## START DATASET EXCERPTS
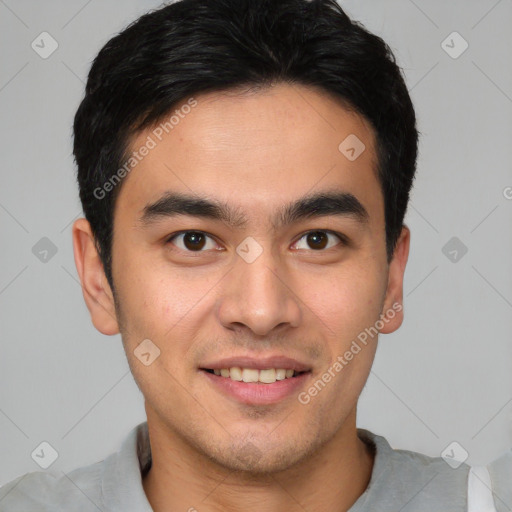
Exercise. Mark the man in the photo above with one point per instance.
(244, 169)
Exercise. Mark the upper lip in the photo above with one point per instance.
(257, 363)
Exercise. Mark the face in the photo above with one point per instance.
(264, 277)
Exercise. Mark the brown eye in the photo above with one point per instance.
(193, 241)
(318, 240)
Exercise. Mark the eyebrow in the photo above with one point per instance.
(326, 203)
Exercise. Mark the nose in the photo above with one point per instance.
(259, 296)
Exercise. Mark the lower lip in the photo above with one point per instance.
(258, 394)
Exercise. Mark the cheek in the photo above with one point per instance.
(346, 300)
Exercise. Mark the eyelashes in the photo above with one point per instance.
(193, 241)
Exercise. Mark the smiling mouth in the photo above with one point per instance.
(252, 375)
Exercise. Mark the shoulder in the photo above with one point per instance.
(41, 491)
(415, 481)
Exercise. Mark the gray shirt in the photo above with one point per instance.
(401, 480)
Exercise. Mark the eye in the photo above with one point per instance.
(318, 240)
(193, 241)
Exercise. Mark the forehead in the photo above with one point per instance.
(255, 151)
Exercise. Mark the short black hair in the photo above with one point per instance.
(196, 46)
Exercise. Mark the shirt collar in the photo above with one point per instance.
(123, 471)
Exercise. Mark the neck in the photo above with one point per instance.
(332, 478)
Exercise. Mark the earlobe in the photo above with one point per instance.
(95, 288)
(392, 311)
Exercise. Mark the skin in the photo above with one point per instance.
(254, 151)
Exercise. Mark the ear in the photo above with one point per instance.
(393, 302)
(95, 288)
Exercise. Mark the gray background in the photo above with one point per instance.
(444, 376)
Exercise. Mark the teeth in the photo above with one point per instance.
(280, 374)
(267, 376)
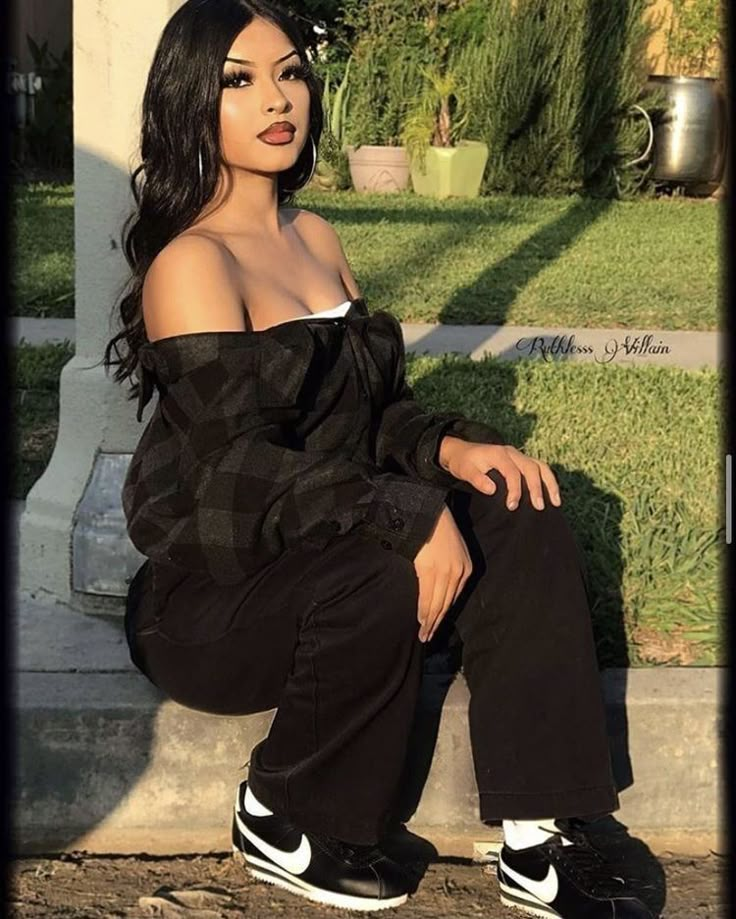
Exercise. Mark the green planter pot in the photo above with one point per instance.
(451, 171)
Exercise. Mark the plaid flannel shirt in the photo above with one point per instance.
(301, 432)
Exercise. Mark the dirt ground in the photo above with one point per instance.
(216, 886)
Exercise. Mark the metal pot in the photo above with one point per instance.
(690, 136)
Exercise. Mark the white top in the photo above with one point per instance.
(334, 311)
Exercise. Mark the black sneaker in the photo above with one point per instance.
(565, 876)
(313, 865)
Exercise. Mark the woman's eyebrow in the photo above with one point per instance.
(277, 61)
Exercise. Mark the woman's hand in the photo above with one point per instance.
(443, 566)
(470, 461)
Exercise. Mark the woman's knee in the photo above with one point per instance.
(373, 588)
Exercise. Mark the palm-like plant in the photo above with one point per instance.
(429, 120)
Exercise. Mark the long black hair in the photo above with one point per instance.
(180, 117)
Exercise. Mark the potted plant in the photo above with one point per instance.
(441, 163)
(690, 132)
(391, 41)
(331, 171)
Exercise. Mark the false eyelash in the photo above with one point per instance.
(300, 70)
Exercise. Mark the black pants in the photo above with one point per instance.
(331, 640)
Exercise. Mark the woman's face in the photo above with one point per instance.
(269, 88)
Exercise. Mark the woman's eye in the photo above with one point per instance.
(233, 79)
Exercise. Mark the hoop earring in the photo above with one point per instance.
(314, 166)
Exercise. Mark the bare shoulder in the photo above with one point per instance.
(325, 243)
(313, 228)
(191, 287)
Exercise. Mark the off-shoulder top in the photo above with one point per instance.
(305, 430)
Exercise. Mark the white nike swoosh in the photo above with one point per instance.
(545, 890)
(294, 862)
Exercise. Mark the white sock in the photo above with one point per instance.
(518, 834)
(253, 805)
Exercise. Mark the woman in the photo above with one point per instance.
(301, 513)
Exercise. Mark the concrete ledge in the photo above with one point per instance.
(106, 763)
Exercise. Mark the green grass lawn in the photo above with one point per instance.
(564, 262)
(634, 450)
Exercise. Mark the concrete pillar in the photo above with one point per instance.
(73, 544)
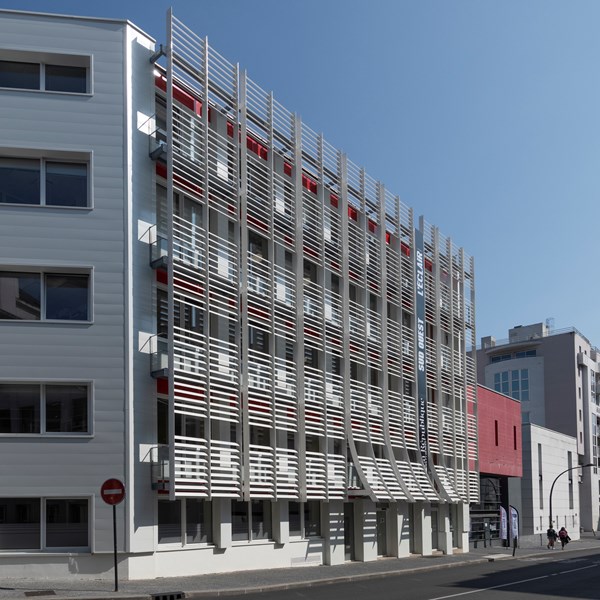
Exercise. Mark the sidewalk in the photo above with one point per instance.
(272, 579)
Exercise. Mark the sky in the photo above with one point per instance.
(482, 115)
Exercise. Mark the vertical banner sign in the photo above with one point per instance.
(421, 354)
(503, 524)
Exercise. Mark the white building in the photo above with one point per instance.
(555, 375)
(222, 311)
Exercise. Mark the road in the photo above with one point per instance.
(575, 575)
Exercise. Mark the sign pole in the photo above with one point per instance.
(115, 547)
(113, 493)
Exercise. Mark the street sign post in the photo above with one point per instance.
(113, 493)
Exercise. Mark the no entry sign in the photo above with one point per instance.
(112, 491)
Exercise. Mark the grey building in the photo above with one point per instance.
(555, 376)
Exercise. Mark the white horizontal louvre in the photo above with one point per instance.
(357, 328)
(260, 392)
(224, 381)
(259, 203)
(223, 277)
(410, 481)
(222, 174)
(433, 437)
(375, 413)
(332, 236)
(432, 366)
(373, 327)
(316, 476)
(410, 423)
(191, 467)
(394, 285)
(284, 210)
(333, 323)
(424, 482)
(286, 400)
(358, 411)
(447, 483)
(284, 297)
(313, 315)
(394, 345)
(312, 227)
(225, 470)
(408, 352)
(334, 398)
(336, 477)
(395, 416)
(261, 471)
(356, 253)
(473, 486)
(190, 375)
(259, 292)
(374, 479)
(389, 479)
(314, 402)
(287, 476)
(448, 431)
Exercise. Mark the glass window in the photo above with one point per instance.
(66, 523)
(294, 519)
(20, 524)
(19, 181)
(169, 521)
(67, 297)
(198, 521)
(66, 184)
(312, 519)
(66, 408)
(261, 519)
(19, 408)
(19, 75)
(20, 295)
(239, 520)
(60, 78)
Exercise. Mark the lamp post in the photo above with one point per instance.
(556, 479)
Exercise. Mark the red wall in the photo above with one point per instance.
(501, 458)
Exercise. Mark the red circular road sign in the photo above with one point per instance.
(112, 491)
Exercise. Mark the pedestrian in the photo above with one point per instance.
(563, 535)
(552, 535)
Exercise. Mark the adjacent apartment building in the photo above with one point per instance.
(555, 376)
(201, 297)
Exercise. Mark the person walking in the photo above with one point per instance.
(563, 535)
(552, 535)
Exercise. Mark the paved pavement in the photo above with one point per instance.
(241, 582)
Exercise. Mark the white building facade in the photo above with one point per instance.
(202, 298)
(555, 375)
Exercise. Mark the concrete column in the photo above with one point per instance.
(222, 522)
(399, 530)
(444, 533)
(422, 528)
(332, 530)
(462, 526)
(281, 521)
(365, 530)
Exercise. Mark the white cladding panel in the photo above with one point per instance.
(60, 237)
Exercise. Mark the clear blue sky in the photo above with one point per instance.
(482, 115)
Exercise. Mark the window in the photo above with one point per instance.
(44, 408)
(44, 296)
(44, 523)
(44, 181)
(251, 520)
(44, 72)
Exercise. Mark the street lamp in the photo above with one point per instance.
(556, 479)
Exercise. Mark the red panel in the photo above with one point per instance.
(501, 459)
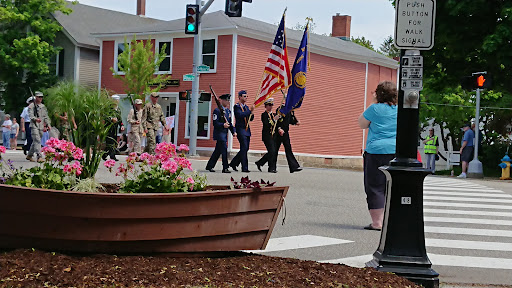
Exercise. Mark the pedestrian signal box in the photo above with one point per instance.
(477, 81)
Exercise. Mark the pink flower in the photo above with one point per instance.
(170, 166)
(109, 163)
(183, 147)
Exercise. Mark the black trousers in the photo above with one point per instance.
(241, 156)
(285, 140)
(28, 135)
(220, 149)
(269, 156)
(375, 180)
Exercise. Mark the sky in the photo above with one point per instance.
(373, 19)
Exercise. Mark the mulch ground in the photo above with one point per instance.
(29, 268)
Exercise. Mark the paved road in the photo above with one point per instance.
(468, 223)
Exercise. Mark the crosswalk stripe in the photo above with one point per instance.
(468, 231)
(466, 205)
(467, 199)
(468, 220)
(437, 260)
(298, 242)
(478, 195)
(466, 244)
(466, 212)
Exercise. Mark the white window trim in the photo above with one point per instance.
(116, 44)
(157, 44)
(216, 38)
(209, 121)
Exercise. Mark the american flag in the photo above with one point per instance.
(277, 70)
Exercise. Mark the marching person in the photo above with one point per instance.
(136, 130)
(39, 121)
(115, 124)
(151, 115)
(25, 125)
(243, 115)
(267, 136)
(282, 136)
(431, 149)
(221, 124)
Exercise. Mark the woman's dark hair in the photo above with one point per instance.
(386, 93)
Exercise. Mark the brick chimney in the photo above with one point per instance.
(141, 8)
(341, 26)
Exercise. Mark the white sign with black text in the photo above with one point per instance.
(414, 24)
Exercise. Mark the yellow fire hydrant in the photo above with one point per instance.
(505, 166)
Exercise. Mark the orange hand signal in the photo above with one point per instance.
(480, 81)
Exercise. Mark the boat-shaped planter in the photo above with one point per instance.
(218, 219)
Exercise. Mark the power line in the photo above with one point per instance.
(453, 105)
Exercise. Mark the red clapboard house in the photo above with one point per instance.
(339, 86)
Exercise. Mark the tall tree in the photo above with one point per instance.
(137, 66)
(26, 46)
(363, 42)
(387, 48)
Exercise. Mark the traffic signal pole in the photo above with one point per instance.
(475, 169)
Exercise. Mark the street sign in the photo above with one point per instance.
(189, 77)
(414, 24)
(412, 73)
(203, 68)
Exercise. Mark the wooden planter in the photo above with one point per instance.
(220, 220)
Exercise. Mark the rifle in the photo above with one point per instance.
(217, 101)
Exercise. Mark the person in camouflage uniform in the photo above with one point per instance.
(135, 120)
(151, 115)
(38, 121)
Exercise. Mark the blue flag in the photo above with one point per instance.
(297, 90)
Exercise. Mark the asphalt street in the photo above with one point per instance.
(468, 223)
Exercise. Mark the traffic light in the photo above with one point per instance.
(477, 80)
(234, 8)
(192, 19)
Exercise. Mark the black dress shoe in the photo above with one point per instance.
(296, 170)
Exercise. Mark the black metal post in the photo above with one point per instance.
(402, 243)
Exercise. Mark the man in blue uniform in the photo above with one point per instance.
(243, 115)
(221, 124)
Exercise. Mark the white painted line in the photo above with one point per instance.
(467, 205)
(472, 262)
(467, 199)
(357, 261)
(468, 231)
(471, 245)
(453, 193)
(468, 220)
(299, 242)
(437, 260)
(466, 212)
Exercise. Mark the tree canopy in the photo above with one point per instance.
(26, 46)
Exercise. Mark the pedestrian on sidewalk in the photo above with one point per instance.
(267, 135)
(380, 120)
(467, 149)
(15, 130)
(431, 149)
(6, 131)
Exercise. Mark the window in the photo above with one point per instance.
(209, 54)
(165, 66)
(203, 120)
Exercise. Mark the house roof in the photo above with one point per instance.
(325, 45)
(85, 20)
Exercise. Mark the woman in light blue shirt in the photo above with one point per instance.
(380, 120)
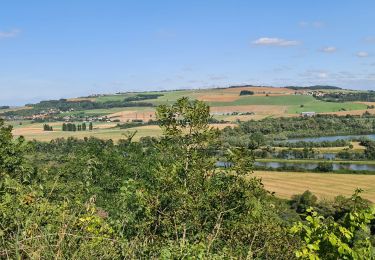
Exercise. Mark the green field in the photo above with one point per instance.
(295, 103)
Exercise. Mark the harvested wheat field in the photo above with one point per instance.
(352, 112)
(261, 90)
(125, 116)
(219, 97)
(257, 109)
(323, 185)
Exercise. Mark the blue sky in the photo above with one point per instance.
(55, 49)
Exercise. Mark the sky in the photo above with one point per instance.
(59, 49)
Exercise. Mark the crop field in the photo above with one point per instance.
(267, 101)
(103, 130)
(323, 185)
(226, 104)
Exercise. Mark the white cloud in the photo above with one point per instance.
(266, 41)
(362, 54)
(9, 34)
(316, 24)
(329, 49)
(322, 75)
(370, 39)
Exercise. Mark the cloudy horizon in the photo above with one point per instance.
(71, 48)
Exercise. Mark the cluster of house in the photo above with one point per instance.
(315, 93)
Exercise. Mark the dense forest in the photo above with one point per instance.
(165, 198)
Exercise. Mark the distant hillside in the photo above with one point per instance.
(317, 87)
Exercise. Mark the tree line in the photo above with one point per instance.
(76, 127)
(163, 198)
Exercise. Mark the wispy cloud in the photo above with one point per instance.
(266, 41)
(316, 24)
(362, 54)
(370, 39)
(9, 34)
(329, 49)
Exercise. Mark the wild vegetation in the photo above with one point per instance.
(163, 198)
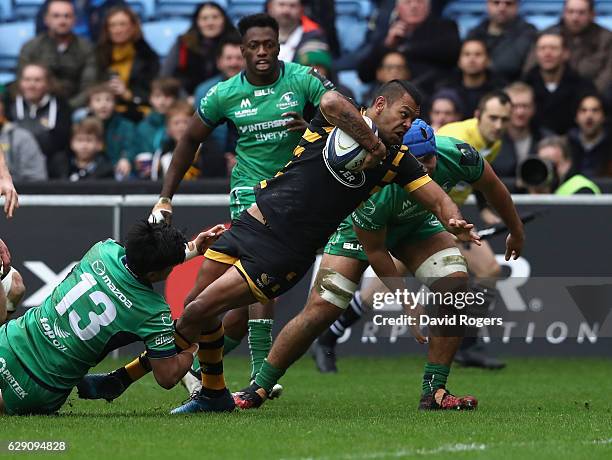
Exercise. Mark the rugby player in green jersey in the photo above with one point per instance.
(266, 103)
(391, 223)
(12, 289)
(106, 301)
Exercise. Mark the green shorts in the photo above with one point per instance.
(21, 393)
(241, 198)
(344, 241)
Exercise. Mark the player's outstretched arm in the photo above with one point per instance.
(498, 196)
(169, 371)
(182, 158)
(433, 198)
(7, 189)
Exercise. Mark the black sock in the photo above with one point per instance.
(351, 315)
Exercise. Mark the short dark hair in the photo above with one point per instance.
(89, 126)
(233, 40)
(257, 20)
(168, 86)
(395, 89)
(495, 94)
(154, 247)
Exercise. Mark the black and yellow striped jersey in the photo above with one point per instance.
(304, 203)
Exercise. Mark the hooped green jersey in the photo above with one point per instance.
(457, 161)
(98, 307)
(264, 145)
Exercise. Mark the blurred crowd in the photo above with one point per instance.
(93, 100)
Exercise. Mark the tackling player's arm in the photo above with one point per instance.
(169, 371)
(497, 195)
(340, 112)
(434, 199)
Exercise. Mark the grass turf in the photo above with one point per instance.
(535, 408)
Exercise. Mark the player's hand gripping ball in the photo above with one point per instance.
(342, 152)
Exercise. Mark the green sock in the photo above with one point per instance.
(268, 375)
(229, 344)
(260, 342)
(435, 377)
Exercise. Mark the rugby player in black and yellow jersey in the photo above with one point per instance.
(273, 244)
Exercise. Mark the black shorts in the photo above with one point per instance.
## END DATASET EXCERPTS
Repeat the line containing "Exercise. Mark the black and" and all subsequent lines through the final line of the data, exactly and with no others.

Exercise. Mark the black and yellow striped jersey in the photo above with one point per instance.
(304, 203)
Exercise. Mark the hooped green jersey in the photo above with one point per instance.
(457, 161)
(98, 307)
(264, 145)
Exercise. Mark the blurred crowd in the photo above with one point per instance.
(93, 100)
Exercise. Mark the tackling player's arm in the photo above with one point per instance.
(169, 371)
(497, 195)
(340, 112)
(434, 199)
Exercise. Mark the grass turf in the photo above with one point per instance.
(535, 408)
Exercise. Mark the player's hand gripping ball in the photo above with one point per instance.
(342, 152)
Exercise. Mark the green sock in the photo above with one point per instance.
(268, 375)
(229, 344)
(260, 342)
(435, 377)
Exercise. Mark the rugby player in black and yellow jersey in the photo above with one point per instance.
(273, 244)
Exercise. Mark the black shorts in the photo above with one point per instance.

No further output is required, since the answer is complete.